**Aim of the exercise**
Search the data for the word "gate". Reproduce every line where it is found.

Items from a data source
'''
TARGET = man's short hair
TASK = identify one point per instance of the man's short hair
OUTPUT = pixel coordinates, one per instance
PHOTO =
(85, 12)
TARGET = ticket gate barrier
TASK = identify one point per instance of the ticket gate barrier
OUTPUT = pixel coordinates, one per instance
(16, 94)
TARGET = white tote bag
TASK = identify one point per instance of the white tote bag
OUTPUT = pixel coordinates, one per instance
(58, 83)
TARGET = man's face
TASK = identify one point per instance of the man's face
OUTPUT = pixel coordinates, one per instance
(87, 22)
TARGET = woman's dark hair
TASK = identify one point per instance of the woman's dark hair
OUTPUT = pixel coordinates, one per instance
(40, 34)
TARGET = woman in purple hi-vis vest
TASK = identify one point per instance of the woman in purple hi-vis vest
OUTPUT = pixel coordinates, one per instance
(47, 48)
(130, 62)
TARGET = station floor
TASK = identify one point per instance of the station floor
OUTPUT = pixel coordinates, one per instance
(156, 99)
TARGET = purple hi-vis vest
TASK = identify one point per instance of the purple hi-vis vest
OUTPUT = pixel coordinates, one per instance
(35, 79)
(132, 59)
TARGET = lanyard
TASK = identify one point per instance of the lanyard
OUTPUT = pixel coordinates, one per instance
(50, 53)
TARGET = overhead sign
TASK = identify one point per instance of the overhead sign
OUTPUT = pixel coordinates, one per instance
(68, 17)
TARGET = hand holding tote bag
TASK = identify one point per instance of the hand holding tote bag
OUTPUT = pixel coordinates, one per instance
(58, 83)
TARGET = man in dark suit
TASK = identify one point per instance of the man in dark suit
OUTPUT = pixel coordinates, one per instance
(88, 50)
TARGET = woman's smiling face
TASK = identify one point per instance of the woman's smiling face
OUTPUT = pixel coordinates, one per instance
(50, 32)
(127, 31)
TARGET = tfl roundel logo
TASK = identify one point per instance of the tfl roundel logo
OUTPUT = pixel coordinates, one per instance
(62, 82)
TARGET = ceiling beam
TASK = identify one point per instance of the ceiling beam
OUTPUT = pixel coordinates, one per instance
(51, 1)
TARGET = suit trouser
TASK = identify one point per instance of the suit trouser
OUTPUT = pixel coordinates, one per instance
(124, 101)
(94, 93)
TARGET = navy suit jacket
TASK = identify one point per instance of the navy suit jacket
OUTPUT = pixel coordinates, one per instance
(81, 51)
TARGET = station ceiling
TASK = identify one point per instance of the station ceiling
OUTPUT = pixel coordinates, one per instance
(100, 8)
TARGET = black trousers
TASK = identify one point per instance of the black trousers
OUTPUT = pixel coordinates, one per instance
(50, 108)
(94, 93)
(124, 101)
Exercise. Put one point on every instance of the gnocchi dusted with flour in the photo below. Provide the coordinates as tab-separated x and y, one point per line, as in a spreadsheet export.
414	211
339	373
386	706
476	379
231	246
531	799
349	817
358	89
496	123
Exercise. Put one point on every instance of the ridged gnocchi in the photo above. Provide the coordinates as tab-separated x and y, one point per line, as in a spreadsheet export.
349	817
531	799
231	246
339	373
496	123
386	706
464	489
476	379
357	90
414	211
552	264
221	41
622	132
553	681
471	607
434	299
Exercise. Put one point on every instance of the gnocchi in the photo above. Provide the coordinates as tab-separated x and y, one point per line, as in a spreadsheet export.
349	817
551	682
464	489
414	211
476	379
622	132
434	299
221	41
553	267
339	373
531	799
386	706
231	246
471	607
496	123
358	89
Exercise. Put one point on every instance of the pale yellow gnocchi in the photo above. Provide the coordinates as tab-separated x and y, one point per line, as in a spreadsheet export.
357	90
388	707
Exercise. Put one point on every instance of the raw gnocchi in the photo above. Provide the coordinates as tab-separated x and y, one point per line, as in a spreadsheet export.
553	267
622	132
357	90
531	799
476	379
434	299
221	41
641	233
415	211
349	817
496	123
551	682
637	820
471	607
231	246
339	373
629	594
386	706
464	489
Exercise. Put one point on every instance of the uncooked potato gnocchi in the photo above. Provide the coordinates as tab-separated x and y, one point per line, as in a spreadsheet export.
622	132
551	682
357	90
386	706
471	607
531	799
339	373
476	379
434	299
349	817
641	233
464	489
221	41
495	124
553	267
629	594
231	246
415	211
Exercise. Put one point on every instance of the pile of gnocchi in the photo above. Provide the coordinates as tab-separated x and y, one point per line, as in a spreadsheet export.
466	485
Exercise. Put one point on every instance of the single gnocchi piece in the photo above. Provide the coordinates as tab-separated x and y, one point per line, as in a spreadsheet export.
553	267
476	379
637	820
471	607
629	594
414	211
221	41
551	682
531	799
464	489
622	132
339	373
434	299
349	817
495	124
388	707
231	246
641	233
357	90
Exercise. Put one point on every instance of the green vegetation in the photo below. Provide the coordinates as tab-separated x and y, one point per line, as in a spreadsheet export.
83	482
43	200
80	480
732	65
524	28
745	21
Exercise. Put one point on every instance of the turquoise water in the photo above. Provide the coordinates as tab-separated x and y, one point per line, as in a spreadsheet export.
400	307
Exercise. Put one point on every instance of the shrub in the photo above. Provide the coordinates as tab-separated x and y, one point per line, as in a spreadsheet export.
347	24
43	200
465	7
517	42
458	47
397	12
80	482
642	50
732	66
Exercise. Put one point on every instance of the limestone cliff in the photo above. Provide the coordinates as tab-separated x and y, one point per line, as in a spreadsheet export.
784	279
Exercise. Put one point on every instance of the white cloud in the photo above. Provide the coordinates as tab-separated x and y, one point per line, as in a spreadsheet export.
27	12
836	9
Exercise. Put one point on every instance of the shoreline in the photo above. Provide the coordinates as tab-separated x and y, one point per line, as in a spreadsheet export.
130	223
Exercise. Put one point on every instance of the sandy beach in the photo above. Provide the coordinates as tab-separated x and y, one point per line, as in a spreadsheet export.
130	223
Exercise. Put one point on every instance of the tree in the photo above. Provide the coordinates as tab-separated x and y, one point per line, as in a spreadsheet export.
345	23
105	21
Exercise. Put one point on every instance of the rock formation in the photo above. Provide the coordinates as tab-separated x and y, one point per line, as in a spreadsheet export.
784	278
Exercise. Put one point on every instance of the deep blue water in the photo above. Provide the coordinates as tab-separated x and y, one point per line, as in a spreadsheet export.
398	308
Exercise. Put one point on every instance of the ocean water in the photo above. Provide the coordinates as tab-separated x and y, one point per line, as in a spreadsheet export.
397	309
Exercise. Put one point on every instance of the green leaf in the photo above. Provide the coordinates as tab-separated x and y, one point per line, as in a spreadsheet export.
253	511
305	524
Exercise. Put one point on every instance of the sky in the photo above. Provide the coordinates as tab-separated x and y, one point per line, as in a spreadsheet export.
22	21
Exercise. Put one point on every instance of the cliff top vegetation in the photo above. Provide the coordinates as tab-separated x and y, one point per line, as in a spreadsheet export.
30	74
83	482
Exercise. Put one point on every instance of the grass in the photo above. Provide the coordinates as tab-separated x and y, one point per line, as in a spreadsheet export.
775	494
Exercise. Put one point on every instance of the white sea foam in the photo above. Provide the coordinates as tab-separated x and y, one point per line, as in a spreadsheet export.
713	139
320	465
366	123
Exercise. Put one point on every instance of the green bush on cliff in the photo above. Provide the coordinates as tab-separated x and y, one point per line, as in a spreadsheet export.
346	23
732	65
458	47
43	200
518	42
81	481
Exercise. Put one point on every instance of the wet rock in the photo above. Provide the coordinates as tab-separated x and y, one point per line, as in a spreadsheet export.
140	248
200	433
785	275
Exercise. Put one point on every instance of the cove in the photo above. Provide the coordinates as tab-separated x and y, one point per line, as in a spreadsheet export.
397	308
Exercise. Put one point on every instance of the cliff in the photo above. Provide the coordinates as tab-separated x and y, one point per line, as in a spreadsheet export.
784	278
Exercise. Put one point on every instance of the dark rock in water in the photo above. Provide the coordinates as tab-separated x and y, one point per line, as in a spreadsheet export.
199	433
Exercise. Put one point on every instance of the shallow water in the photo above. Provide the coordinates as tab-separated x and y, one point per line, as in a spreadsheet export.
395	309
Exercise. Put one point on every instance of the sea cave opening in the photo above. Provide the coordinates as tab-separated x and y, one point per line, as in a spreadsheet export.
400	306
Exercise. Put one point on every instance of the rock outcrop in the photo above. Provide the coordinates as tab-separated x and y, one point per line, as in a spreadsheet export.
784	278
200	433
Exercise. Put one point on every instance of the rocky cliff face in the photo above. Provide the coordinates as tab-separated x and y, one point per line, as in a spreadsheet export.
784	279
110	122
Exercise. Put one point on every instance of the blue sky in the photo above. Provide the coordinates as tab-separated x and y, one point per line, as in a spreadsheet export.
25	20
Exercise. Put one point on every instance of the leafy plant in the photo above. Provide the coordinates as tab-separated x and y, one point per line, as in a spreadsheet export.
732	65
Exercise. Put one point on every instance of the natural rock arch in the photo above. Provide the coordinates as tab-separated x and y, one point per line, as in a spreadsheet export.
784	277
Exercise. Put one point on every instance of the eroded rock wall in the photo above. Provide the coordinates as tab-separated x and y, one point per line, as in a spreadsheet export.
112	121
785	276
'''
'''
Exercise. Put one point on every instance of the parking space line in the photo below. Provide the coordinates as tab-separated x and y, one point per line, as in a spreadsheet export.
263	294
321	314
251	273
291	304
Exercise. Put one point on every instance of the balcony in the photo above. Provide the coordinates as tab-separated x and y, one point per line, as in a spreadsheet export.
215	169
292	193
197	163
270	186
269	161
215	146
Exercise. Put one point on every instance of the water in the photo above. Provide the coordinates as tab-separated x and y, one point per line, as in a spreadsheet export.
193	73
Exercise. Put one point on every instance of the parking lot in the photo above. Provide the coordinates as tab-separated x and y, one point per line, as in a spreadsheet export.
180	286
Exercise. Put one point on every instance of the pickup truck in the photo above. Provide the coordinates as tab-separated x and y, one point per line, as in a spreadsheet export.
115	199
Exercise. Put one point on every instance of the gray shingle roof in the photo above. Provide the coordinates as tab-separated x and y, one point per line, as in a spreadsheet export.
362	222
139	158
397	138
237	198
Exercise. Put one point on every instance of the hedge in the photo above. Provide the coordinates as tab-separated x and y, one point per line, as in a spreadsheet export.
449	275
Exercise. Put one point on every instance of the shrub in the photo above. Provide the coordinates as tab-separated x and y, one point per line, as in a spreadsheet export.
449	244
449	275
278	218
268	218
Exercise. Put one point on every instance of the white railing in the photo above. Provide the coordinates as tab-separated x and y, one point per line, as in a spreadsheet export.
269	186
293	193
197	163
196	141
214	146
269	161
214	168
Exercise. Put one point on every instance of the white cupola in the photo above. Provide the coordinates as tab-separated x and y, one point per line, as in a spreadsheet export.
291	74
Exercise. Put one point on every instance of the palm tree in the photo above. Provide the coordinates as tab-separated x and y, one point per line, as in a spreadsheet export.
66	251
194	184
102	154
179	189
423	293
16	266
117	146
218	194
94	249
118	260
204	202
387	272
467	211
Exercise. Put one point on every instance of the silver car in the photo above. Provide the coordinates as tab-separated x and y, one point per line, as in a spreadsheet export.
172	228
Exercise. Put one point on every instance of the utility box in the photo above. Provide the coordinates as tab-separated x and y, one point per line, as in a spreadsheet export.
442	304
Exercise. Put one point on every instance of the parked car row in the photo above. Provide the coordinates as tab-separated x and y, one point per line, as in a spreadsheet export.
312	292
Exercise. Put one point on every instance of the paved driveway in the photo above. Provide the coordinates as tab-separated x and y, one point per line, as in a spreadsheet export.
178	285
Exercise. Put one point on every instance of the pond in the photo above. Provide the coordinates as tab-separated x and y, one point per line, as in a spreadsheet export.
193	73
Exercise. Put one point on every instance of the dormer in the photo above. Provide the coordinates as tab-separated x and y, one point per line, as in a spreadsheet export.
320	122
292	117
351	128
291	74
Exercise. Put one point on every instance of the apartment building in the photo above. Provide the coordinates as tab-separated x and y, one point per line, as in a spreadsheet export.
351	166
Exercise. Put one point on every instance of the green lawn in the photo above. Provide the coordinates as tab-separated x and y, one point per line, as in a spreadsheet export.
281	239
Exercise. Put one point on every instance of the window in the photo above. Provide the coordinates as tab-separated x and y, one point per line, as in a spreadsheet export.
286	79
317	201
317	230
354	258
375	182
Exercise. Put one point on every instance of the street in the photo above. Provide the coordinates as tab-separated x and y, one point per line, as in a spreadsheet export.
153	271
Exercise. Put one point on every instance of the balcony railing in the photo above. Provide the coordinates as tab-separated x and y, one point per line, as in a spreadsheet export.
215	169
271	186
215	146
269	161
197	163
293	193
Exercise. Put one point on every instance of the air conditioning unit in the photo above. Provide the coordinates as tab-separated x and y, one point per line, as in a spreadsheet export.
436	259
'''
**Answer space**
TARGET = ticket gate barrier
TASK = identify one point per instance of the ticket gate barrier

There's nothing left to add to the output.